▶ Stated exercise
Turn every line of the data below into a numbered list, skipping any blank lines. Leave the pictures out of your answer.

Location annotation dataset excerpts

....

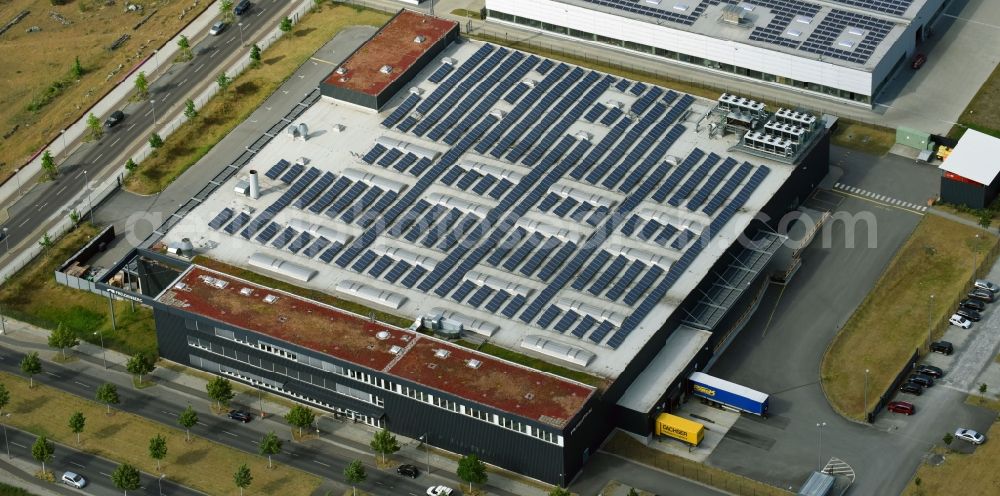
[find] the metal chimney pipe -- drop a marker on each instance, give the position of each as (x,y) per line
(254,185)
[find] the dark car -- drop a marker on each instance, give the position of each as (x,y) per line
(114,119)
(969,314)
(930,370)
(976,305)
(240,415)
(943,347)
(904,407)
(912,388)
(981,294)
(408,470)
(923,380)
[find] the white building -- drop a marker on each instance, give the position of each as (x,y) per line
(841,49)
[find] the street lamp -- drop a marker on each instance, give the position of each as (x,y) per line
(819,454)
(104,351)
(90,197)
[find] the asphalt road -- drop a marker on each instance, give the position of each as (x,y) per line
(95,469)
(323,458)
(95,161)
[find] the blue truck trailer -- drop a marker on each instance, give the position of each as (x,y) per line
(726,393)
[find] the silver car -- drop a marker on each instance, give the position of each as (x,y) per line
(73,479)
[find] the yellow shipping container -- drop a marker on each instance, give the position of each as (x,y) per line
(689,431)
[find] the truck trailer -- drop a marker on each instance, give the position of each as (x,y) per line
(725,393)
(689,431)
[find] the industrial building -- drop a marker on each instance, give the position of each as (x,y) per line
(841,49)
(619,232)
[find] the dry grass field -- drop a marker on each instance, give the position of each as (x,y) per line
(37,65)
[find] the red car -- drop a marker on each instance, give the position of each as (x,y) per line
(901,407)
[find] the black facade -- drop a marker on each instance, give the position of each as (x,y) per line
(214,347)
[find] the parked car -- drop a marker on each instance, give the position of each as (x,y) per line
(976,305)
(930,370)
(923,380)
(240,415)
(114,119)
(73,479)
(904,407)
(958,320)
(408,470)
(970,436)
(987,285)
(982,295)
(969,314)
(943,347)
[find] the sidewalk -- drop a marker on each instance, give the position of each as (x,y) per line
(344,435)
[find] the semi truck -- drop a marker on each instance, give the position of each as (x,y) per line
(689,431)
(727,394)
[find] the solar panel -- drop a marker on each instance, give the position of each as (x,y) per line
(221,218)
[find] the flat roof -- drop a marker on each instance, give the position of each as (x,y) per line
(553,272)
(975,157)
(664,369)
(851,33)
(398,352)
(394,46)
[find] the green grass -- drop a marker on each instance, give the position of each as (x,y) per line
(893,320)
(536,363)
(33,296)
(248,91)
(869,138)
(311,294)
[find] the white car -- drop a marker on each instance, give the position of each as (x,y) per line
(970,436)
(73,479)
(958,320)
(439,491)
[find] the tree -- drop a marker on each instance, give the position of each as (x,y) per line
(226,10)
(142,85)
(188,419)
(220,390)
(158,449)
(107,393)
(155,141)
(472,470)
(49,165)
(95,127)
(185,47)
(270,445)
(31,365)
(384,443)
(126,478)
(300,416)
(355,474)
(189,109)
(139,365)
(77,69)
(242,478)
(62,337)
(255,55)
(76,424)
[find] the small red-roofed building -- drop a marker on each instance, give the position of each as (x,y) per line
(384,64)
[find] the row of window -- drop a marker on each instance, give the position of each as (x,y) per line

....

▶ Response to this task
1. [find] the metal chimney pipe -- drop a marker on each instance, give the position of each as (x,y) per line
2. (254,185)
3. [find] the dark car -- drop a marker on each instance, give the position of each as (x,y) per line
4. (114,119)
5. (969,314)
6. (930,370)
7. (976,305)
8. (240,415)
9. (943,347)
10. (904,407)
11. (912,388)
12. (981,294)
13. (408,470)
14. (923,380)
15. [find] the white building -- drop a marker on each instance, give the position of each as (x,y) per line
16. (841,49)
17. [find] the street lamp -- drop a marker on each instance, give the position of each as (x,y) per line
18. (819,454)
19. (104,351)
20. (90,197)
21. [find] the asphalt road -- drop a marker on each instance, give the position of each as (x,y) per line
22. (95,469)
23. (323,458)
24. (95,161)
25. [find] the blue truck trailer -- drop a marker on each instance, give the position of each as (x,y) per line
26. (726,393)
27. [find] the silver car -- drop a marker on each instance, give the position of each as (x,y) per line
28. (73,479)
29. [find] the yellow shipping container -- drop a marker on each instance, give the position of each as (x,y) per line
30. (689,431)
31. [find] the truck trailer -- drop a marker on each instance, give the position of each as (x,y) per line
32. (725,393)
33. (689,431)
34. [find] the industrial building -- drop a marker on each instance, give the position of each as (x,y) per line
35. (841,49)
36. (619,232)
37. [find] the dry grass field -- drop a marker on each instance, give the position of each as (x,y) per line
38. (37,65)
39. [find] the red car -- drop a marker on each instance, give the position of each as (x,y) per line
40. (901,407)
41. [find] the black facade -- drop a marker on each instance, give the position of each as (x,y) per line
42. (214,347)
43. [find] the parked car -- drop a marker on each instance, give the position of each as (x,y) per line
44. (976,305)
45. (930,370)
46. (923,380)
47. (240,415)
48. (114,119)
49. (73,479)
50. (904,407)
51. (958,320)
52. (408,470)
53. (970,436)
54. (987,285)
55. (982,295)
56. (969,314)
57. (943,347)
58. [find] the sidewalk -- drop a marker on each instance, give the position of each as (x,y) per line
59. (344,435)
60. [find] the semi truck -- drop a marker on each instance, give the position of each as (x,y) per line
61. (689,431)
62. (727,394)
63. [find] the solar panel -- drop a marker on each instance, give the position of each as (x,y) per line
64. (221,218)
65. [find] the flat roof -- drop a marker on each instance, give the position of each as (x,y) per line
66. (553,272)
67. (975,157)
68. (664,369)
69. (851,33)
70. (398,352)
71. (394,46)
72. [find] the green grass -- drop a marker on each instance, give the position of each as (x,y) per line
73. (893,320)
74. (536,363)
75. (33,296)
76. (248,91)
77. (869,138)
78. (311,294)
79. [find] the white car -- drop a marker on each instance, give the position of each as (x,y) per line
80. (970,436)
81. (73,479)
82. (958,320)
83. (439,491)
84. [find] the tree -- drop a marker on each instance, give the position of each as (x,y) per line
85. (226,10)
86. (142,85)
87. (188,419)
88. (220,390)
89. (158,449)
90. (107,393)
91. (155,141)
92. (472,470)
93. (49,165)
94. (95,127)
95. (185,47)
96. (270,445)
97. (31,365)
98. (384,443)
99. (126,478)
100. (300,416)
101. (355,474)
102. (189,109)
103. (139,365)
104. (77,69)
105. (242,478)
106. (62,337)
107. (255,55)
108. (76,424)
109. [find] the small red-roofed building -- drop a marker on each instance, give the position of each as (x,y) per line
110. (384,64)
111. [find] the row of window -- drop a marker on each instance, give the position of each as (x,y) per line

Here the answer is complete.